** What you have to do **
Report each line of the records below that includes the word "white", copying every such line in full.

## Begin Entries

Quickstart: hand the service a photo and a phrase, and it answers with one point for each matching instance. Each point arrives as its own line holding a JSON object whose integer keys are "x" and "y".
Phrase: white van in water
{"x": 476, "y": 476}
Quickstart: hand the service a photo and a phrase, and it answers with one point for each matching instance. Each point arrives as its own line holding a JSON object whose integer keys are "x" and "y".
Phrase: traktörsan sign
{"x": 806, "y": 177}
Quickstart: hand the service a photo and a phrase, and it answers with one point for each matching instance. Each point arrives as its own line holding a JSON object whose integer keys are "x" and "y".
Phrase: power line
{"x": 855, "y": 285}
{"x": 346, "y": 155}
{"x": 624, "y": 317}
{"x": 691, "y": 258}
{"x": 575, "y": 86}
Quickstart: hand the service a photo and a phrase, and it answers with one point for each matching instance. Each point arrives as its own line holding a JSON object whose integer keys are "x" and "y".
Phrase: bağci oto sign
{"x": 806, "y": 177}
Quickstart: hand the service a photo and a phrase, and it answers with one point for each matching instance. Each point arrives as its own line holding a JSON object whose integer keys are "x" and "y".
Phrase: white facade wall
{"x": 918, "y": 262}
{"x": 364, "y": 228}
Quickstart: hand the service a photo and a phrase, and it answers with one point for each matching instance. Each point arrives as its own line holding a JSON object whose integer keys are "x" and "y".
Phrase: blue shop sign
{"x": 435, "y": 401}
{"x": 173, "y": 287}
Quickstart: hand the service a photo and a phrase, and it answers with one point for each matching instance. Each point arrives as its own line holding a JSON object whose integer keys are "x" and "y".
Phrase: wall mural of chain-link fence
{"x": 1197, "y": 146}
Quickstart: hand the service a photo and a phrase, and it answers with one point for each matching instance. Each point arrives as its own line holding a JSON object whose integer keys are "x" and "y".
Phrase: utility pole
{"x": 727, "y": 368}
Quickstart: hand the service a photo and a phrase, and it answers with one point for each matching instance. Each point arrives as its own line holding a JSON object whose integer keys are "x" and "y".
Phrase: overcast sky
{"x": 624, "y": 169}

## End Entries
## Begin Entries

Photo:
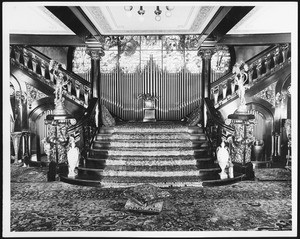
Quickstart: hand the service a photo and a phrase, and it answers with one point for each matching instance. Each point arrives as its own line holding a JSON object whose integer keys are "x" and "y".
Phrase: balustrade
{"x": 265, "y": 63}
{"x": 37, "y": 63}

## End Entries

** Response below **
Phrase: white van in water
Phrase: white facade wall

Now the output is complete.